> [Exercise task]
Find each line in the records that contains the string "white", with case counting, and copy those lines out in full.

** begin **

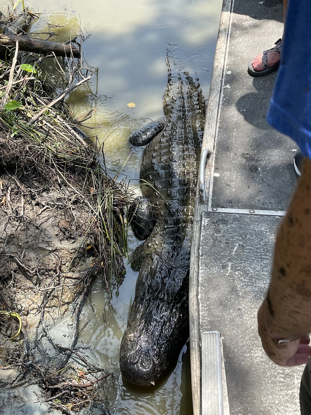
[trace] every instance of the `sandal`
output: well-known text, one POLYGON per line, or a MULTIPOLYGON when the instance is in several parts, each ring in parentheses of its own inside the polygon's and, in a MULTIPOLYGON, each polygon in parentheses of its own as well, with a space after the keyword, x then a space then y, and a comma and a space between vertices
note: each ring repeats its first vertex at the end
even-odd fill
POLYGON ((275 71, 276 71, 278 68, 279 66, 279 62, 277 62, 276 63, 275 63, 272 66, 269 67, 268 66, 268 53, 269 52, 277 52, 279 54, 280 56, 281 56, 281 52, 282 50, 282 46, 283 46, 282 39, 279 39, 275 43, 275 44, 276 45, 276 46, 271 48, 271 49, 264 51, 262 52, 262 66, 263 69, 262 71, 255 71, 252 65, 252 62, 253 61, 249 63, 247 71, 248 73, 248 74, 250 75, 251 76, 265 76, 266 75, 269 75, 269 73, 271 73, 272 72, 274 72, 275 71))

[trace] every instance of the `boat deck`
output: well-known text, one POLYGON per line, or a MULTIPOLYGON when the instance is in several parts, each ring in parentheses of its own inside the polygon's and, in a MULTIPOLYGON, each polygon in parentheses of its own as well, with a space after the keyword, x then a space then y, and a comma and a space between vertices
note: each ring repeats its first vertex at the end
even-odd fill
MULTIPOLYGON (((297 146, 265 120, 276 73, 253 78, 247 66, 282 37, 282 13, 279 0, 224 1, 193 231, 190 297, 194 415, 216 415, 202 406, 201 390, 202 374, 209 376, 202 363, 202 334, 214 330, 222 342, 229 407, 225 405, 224 414, 300 413, 304 367, 281 368, 271 362, 257 325, 276 230, 296 183, 292 160, 297 146), (211 151, 206 168, 204 150, 211 151)), ((226 400, 225 388, 224 394, 226 400)))

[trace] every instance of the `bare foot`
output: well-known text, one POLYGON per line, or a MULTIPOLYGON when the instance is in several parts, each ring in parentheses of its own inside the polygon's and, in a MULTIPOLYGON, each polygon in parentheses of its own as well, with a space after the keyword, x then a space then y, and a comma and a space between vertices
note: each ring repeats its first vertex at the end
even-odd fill
MULTIPOLYGON (((278 52, 268 52, 267 54, 268 67, 271 68, 275 63, 277 63, 281 59, 280 54, 278 52)), ((254 71, 263 71, 262 54, 257 55, 252 62, 252 66, 254 71)))

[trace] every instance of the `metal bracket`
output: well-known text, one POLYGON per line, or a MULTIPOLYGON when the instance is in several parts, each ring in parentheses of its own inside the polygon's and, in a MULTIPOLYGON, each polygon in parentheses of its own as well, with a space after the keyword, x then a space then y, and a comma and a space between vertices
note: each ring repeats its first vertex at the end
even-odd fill
POLYGON ((205 190, 205 167, 207 157, 209 157, 211 154, 210 150, 205 149, 201 151, 200 157, 200 164, 199 168, 199 194, 201 203, 202 204, 205 204, 207 202, 205 190))

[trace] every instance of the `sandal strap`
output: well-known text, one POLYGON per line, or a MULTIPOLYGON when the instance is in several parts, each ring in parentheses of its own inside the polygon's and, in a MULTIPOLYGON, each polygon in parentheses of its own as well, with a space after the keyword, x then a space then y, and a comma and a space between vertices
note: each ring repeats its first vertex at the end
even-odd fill
POLYGON ((276 46, 274 46, 273 48, 271 48, 271 49, 268 49, 267 50, 264 51, 262 52, 262 68, 264 71, 265 69, 267 69, 269 67, 268 66, 268 54, 269 52, 277 52, 279 54, 280 56, 281 56, 282 48, 283 47, 282 39, 278 39, 275 43, 275 44, 276 45, 276 46))

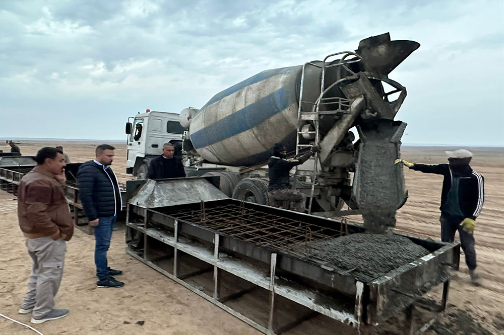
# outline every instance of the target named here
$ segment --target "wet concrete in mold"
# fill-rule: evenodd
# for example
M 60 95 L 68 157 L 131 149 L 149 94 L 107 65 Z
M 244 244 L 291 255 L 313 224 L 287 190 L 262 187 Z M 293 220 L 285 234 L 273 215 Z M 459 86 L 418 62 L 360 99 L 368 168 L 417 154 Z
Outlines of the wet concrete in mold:
M 352 234 L 292 248 L 366 282 L 429 253 L 407 237 L 391 233 Z

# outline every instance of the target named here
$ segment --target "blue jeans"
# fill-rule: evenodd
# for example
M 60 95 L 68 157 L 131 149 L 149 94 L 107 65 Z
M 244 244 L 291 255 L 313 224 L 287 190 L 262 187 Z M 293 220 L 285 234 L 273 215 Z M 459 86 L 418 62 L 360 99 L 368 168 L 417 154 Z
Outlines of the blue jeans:
M 98 218 L 98 225 L 94 227 L 95 232 L 95 265 L 96 277 L 100 280 L 108 277 L 108 265 L 107 252 L 110 246 L 112 229 L 114 227 L 116 216 Z
M 441 240 L 443 242 L 453 242 L 455 233 L 459 231 L 460 245 L 466 256 L 466 264 L 469 270 L 476 269 L 476 250 L 474 250 L 474 236 L 472 232 L 468 232 L 463 229 L 460 223 L 465 218 L 462 216 L 441 213 Z

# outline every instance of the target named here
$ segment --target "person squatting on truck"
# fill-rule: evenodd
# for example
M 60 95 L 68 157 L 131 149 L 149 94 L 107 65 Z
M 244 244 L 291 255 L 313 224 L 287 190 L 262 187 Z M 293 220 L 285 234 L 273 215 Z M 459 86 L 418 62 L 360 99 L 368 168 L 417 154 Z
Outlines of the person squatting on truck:
M 174 156 L 175 147 L 171 143 L 163 144 L 163 154 L 151 161 L 147 178 L 150 179 L 181 178 L 185 177 L 182 160 Z
M 484 179 L 469 166 L 472 153 L 465 149 L 446 151 L 449 164 L 427 165 L 396 159 L 412 170 L 426 174 L 442 175 L 445 179 L 441 193 L 441 240 L 453 242 L 458 230 L 460 244 L 466 256 L 471 281 L 481 284 L 476 272 L 474 226 L 484 201 Z
M 275 143 L 273 155 L 268 162 L 270 183 L 268 195 L 270 206 L 280 208 L 284 201 L 289 201 L 291 210 L 303 212 L 306 206 L 306 196 L 304 193 L 289 188 L 289 172 L 296 165 L 302 164 L 320 149 L 318 145 L 313 145 L 308 151 L 298 158 L 287 159 L 287 149 L 281 143 Z

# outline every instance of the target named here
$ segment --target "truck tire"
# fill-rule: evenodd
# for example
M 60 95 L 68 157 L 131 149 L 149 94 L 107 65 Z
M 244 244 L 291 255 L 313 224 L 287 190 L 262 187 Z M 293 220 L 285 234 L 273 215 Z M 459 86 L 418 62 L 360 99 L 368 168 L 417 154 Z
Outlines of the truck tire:
M 238 200 L 254 202 L 261 205 L 268 205 L 267 178 L 246 178 L 236 185 L 233 192 L 233 198 Z
M 137 179 L 146 179 L 147 178 L 147 164 L 145 163 L 138 168 L 137 172 Z
M 240 176 L 239 174 L 235 172 L 227 172 L 226 171 L 222 172 L 207 172 L 202 175 L 201 177 L 207 176 L 220 177 L 220 183 L 219 185 L 219 189 L 230 198 L 233 195 L 233 191 L 236 186 L 236 184 L 241 180 L 241 177 Z

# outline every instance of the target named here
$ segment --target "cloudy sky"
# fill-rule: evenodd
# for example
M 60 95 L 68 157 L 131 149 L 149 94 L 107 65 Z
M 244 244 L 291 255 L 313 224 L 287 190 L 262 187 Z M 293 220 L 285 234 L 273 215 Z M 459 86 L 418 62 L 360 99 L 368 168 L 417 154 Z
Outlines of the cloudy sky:
M 121 139 L 263 70 L 390 32 L 403 143 L 504 145 L 501 0 L 0 1 L 0 138 Z

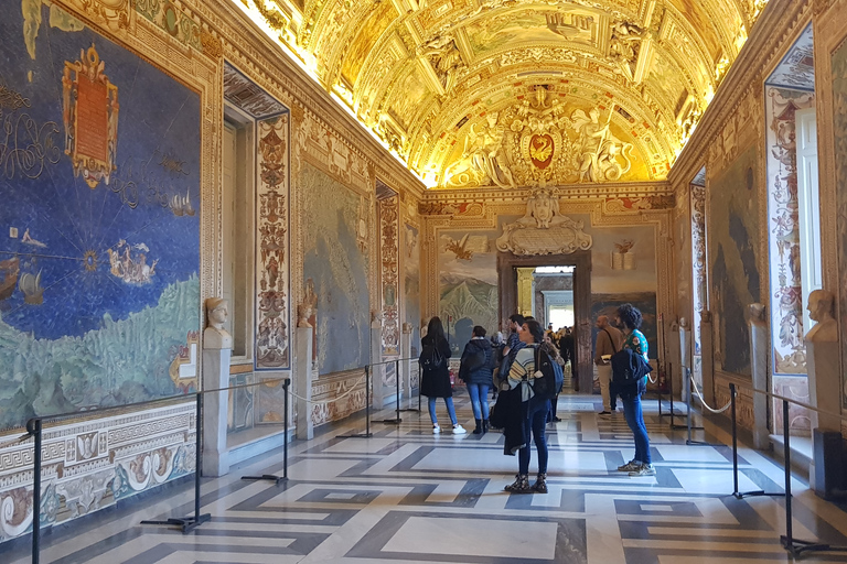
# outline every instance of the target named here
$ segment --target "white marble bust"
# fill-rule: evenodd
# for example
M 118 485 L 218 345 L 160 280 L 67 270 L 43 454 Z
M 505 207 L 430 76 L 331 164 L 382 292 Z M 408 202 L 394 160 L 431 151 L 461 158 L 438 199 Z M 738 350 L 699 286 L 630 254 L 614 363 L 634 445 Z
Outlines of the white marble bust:
M 233 348 L 233 336 L 224 328 L 229 317 L 229 304 L 223 297 L 206 300 L 208 326 L 203 332 L 203 347 L 208 349 Z
M 815 290 L 808 294 L 808 316 L 817 322 L 806 333 L 806 340 L 813 343 L 835 343 L 838 340 L 838 323 L 833 317 L 835 296 L 826 290 Z

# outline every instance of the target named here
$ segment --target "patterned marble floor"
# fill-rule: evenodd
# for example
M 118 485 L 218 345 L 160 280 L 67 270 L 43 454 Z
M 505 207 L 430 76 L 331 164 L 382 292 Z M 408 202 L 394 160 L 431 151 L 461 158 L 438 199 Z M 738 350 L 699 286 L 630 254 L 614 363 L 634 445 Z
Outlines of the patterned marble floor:
M 472 427 L 467 394 L 457 404 Z M 517 459 L 503 456 L 502 435 L 432 435 L 426 414 L 404 413 L 399 426 L 374 423 L 372 438 L 336 437 L 361 430 L 360 420 L 293 443 L 290 480 L 279 486 L 239 477 L 281 473 L 281 452 L 204 479 L 203 512 L 212 521 L 191 534 L 139 524 L 189 513 L 193 489 L 182 484 L 47 534 L 41 557 L 62 564 L 791 562 L 779 541 L 784 501 L 735 499 L 730 448 L 686 446 L 684 432 L 671 431 L 655 408 L 645 402 L 653 477 L 615 471 L 632 457 L 632 438 L 622 414 L 596 415 L 598 397 L 560 399 L 562 421 L 548 427 L 544 496 L 503 491 Z M 446 420 L 442 404 L 439 413 Z M 699 438 L 729 438 L 715 435 Z M 781 467 L 755 451 L 743 448 L 740 464 L 742 491 L 782 490 Z M 847 514 L 805 484 L 792 487 L 795 536 L 847 545 Z M 25 545 L 6 552 L 4 563 L 29 562 Z M 847 553 L 803 562 L 847 562 Z

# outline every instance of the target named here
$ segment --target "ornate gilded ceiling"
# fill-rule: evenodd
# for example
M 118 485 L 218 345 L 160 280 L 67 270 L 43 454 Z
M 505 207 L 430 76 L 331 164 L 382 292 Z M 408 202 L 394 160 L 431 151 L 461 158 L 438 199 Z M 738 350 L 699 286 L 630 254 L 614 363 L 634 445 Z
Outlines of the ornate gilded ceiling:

** end **

> [Correct answer]
$ segment --target "white marble bust"
Outlines of the white marble bust:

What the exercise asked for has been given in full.